REQUIREMENTS: In the graph code text below, what value does the root's `level` get?

SOURCE DOCUMENT:
§ §
The change is minimal, you only need to modify the step create dictionaries for nodes attributes of g. Currently, we only add attribute level to g. Now, we need to create another dictionary for name and add it to the new attribute name of nodes of g

#create the directed graph `g` using `from_pandas_edgelist`. 
#You don't need `[level]` in this step
g = nx.from_pandas_edgelist(df, 'parent_id', 'child_id', create_using=nx.DiGraph())

#create a dictionary with unique key on `parent_id` and `child_id`
#`melt` keep 2 columns 'level', 'name' instead of one column 'level'
#dictionary `d_level` for attribute `level` of `g's` nodes
#dictionary `d_name` for attribute `level` of `g's` nodes
df1 = df.melt(['level', 'name'])
d_level = dict(zip(df1.value, df1.level))
d_name = dict(zip(df1.value, df1.name))
root_id = df.loc[0, 'parent_id']
d_level[root_id] = 0  #set `level` of root to `0`

#assign `d_level` to nodes attributes `level` of graph `g` and `d_name` for `name`
nx.set_node_attributes(g, d_level, 'level')    #add `level` values to nodes of `g`
nx.set_node_attributes(g, d_name, 'name')    #add `name` values to nodes of `g`

#use customize `tree_data_custom` defined previously
out = [tree_data_custom(g, root_id)] 

If you adding many more columns to each row, it is better to create a single dictionary for all columns and apply one time to nodes of g as follows

g = nx.from_pandas_edgelist(df, 'parent_id', 'child_id', create_using=nx.DiGraph())

df1 = df.melt(['level', 'name'])
§ §
Dataset items
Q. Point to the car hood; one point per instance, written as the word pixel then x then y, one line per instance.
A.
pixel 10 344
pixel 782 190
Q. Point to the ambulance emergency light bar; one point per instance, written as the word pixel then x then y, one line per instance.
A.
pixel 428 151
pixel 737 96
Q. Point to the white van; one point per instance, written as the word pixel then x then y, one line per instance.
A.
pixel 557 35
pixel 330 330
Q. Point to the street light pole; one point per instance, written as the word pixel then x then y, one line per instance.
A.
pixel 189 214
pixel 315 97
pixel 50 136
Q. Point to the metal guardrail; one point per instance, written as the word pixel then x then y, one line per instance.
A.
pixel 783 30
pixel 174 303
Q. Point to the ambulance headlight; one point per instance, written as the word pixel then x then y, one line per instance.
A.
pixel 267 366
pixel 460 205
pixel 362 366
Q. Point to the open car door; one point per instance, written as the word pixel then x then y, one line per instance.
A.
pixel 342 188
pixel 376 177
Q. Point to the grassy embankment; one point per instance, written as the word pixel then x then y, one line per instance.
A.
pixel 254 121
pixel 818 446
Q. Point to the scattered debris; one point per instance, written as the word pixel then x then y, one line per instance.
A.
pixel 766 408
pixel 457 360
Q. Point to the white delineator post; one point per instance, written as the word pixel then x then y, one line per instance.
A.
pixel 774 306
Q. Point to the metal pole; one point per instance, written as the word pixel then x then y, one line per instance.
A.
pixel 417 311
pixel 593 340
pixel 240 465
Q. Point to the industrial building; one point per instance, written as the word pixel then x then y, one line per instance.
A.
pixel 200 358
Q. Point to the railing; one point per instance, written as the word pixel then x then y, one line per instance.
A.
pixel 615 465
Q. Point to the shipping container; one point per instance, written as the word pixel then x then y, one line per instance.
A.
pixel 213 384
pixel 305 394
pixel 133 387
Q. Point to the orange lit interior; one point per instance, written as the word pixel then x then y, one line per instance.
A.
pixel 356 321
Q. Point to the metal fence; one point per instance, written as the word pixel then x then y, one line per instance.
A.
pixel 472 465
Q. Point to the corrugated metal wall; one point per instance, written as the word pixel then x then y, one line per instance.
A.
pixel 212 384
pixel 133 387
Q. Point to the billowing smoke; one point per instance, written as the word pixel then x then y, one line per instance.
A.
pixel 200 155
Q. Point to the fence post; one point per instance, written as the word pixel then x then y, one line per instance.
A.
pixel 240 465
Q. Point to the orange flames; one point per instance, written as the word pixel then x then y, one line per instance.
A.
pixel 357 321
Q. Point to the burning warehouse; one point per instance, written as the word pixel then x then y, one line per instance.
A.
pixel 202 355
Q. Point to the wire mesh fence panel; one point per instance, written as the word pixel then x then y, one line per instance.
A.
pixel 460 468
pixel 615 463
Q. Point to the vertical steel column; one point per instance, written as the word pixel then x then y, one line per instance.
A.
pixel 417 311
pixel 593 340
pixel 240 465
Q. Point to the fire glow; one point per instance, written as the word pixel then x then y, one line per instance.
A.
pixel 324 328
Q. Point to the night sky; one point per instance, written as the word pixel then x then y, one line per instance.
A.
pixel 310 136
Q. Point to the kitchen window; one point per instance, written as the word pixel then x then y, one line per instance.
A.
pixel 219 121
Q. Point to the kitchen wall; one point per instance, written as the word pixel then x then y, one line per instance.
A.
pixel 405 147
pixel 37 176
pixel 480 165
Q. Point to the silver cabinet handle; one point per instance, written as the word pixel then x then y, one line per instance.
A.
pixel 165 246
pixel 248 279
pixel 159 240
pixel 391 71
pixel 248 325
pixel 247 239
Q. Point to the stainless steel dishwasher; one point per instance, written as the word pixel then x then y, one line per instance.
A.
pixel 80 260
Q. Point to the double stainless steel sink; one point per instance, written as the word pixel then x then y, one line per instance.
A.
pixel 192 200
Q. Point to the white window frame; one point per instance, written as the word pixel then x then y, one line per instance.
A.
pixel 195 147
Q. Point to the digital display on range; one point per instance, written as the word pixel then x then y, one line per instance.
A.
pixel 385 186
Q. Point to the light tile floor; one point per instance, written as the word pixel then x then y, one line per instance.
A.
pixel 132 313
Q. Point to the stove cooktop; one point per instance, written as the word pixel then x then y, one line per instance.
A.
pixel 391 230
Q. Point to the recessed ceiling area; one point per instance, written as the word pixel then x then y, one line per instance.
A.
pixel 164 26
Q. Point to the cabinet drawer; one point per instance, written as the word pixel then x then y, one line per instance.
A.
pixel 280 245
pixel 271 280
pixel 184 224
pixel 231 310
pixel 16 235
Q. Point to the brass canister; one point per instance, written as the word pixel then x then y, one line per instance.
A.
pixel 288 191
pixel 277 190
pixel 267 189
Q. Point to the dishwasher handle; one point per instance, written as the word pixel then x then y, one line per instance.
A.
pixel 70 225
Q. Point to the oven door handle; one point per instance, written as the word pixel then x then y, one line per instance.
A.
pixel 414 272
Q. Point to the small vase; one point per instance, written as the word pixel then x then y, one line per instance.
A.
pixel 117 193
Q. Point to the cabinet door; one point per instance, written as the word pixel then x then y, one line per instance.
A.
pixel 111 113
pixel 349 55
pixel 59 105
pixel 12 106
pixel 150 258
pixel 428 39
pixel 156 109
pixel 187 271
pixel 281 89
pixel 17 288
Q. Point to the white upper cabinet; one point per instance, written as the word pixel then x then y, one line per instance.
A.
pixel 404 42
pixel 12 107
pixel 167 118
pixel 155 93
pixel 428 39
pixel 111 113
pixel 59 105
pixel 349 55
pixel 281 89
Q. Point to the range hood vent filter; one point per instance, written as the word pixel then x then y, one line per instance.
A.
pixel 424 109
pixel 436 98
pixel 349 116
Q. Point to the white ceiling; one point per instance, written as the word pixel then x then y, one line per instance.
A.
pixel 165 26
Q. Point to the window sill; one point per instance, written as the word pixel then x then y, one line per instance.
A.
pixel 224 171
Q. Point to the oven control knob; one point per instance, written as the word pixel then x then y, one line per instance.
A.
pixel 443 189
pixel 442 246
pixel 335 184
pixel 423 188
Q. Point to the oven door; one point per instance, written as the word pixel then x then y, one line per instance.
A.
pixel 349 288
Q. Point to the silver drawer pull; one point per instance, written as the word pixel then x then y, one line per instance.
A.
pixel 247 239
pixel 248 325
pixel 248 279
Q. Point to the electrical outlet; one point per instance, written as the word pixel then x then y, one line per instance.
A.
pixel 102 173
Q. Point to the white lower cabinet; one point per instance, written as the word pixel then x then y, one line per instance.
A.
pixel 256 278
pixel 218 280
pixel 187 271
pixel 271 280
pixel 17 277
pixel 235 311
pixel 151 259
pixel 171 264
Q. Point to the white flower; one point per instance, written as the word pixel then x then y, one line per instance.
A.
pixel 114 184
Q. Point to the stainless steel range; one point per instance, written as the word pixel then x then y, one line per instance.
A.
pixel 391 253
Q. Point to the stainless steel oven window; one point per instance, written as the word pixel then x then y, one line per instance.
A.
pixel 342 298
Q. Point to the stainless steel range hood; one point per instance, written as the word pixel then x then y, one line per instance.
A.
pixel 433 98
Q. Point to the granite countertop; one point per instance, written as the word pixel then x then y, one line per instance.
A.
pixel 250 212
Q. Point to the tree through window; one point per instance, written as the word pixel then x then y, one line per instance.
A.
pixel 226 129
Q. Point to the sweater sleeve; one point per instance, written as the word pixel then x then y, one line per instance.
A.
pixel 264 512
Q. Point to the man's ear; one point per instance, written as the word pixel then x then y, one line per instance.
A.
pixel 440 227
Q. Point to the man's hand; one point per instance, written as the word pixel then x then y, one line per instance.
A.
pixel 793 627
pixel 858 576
§ §
SOLUTION TO THIS TASK: The root's `level` is set to 0.